Work task: Which lines in the data below contain the word "segment"? Return each of them.

Supplied records:
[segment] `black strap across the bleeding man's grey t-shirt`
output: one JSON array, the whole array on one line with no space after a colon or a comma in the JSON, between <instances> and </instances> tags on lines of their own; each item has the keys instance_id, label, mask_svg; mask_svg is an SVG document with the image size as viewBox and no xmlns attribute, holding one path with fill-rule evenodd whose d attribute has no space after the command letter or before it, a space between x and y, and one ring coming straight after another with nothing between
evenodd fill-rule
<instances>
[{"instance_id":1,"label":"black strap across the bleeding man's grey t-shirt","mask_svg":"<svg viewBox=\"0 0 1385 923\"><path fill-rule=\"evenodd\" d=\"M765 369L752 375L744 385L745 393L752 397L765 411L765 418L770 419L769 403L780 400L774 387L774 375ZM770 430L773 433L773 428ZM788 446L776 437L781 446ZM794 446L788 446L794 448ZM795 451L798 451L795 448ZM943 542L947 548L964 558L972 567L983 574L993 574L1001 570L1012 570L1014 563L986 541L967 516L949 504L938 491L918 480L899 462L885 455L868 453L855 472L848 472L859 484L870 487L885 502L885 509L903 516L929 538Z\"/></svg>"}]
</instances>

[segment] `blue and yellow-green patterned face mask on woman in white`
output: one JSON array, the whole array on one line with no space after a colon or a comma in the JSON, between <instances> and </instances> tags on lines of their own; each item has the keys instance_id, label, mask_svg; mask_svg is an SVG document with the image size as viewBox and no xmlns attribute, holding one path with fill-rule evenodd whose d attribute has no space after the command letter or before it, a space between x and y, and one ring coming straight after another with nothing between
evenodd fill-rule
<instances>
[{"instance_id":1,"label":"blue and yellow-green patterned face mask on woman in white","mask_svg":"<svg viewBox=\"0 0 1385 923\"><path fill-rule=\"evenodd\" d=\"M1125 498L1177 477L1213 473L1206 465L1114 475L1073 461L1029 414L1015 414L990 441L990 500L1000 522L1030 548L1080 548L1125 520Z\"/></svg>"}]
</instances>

Solution to this exercise:
[segment] `black strap across the bleeding man's grey t-shirt`
[segment] `blue and yellow-green patterned face mask on woman in white`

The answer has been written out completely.